He burned the edge on that double bogey putt.
Then tapped in for triple.
Part of what makes Rory so relatable is that he’s a transcendent talent who will occasionally slip into the same, emotionally-driven mistakes that the rest of us do. His 47th hole is a prime example. He treated each shot as an attempt to make amends for the previous one. When things are going well, that means Rory can run up the score. But it also means he tends to throw good money after bad, and leave himself poorer as a result.
Rather than cutting his losses after a hard approach on the 11th by whacking his chip long and settling for an eight-foot par putt — and a make rate of about 50 percent — Rory went for glory. On paper, the safer move was to play for the toss-up par putt. But the paper also shows he birdied three of his next five holes afterwards.
The way Rory plays, it’s hard to see how one happens without the other. Maybe it takes a firmer hand from his caddie to step in to break the cycle. Maybe it’s Rory alone who can fix it. Maybe it’s just what makes Rory, Rory, for better or worse.
On this occasion, it was for worse.
3. Why pressure breaks technique
Human beings weren’t built to be golfers. We were built to survive in the wild. Feeling stressed is our natural, human response to what we perceive as a dangerous situation.
“We feel it so often because our minds are programmed to identify potentially threatening situations because the risk of not doing so is so high,” Dr. Raymond Prior, a performance coach who works with numerous PGA Tour players, says. “It only takes being wrong once.”

**Stored entries:**
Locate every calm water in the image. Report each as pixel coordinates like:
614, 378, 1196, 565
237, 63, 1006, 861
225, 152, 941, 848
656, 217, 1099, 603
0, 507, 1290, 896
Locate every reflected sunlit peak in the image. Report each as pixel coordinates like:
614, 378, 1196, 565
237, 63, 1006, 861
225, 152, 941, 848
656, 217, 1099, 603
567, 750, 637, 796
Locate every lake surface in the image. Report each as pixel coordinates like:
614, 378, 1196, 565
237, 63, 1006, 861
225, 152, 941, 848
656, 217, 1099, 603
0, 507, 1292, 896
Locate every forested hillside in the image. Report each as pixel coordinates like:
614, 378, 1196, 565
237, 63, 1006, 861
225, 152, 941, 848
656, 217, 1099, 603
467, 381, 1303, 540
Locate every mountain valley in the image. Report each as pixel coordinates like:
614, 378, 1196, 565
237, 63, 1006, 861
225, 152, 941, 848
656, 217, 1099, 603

**Required actions:**
• A. Transcribe the golf passage from "The way Rory" up to and including "better or worse.".
• B. In the stored entries, replace "calm water" with "still water" and leave everything else unchanged. Return only the lines from the start of the entries up to and including the line with "0, 507, 1290, 896".
The golf passage and the stored entries have no connection to each other.

**Outputs in order:**
• A.
The way Rory plays, it’s hard to see how one happens without the other. Maybe it takes a firmer hand from his caddie to step in to break the cycle. Maybe it’s Rory alone who can fix it. Maybe it’s just what makes Rory, Rory, for better or worse.

• B.
Locate every still water in the image. Report each as pixel coordinates like:
614, 378, 1196, 565
237, 63, 1006, 861
225, 152, 941, 848
656, 217, 1099, 603
0, 507, 1290, 896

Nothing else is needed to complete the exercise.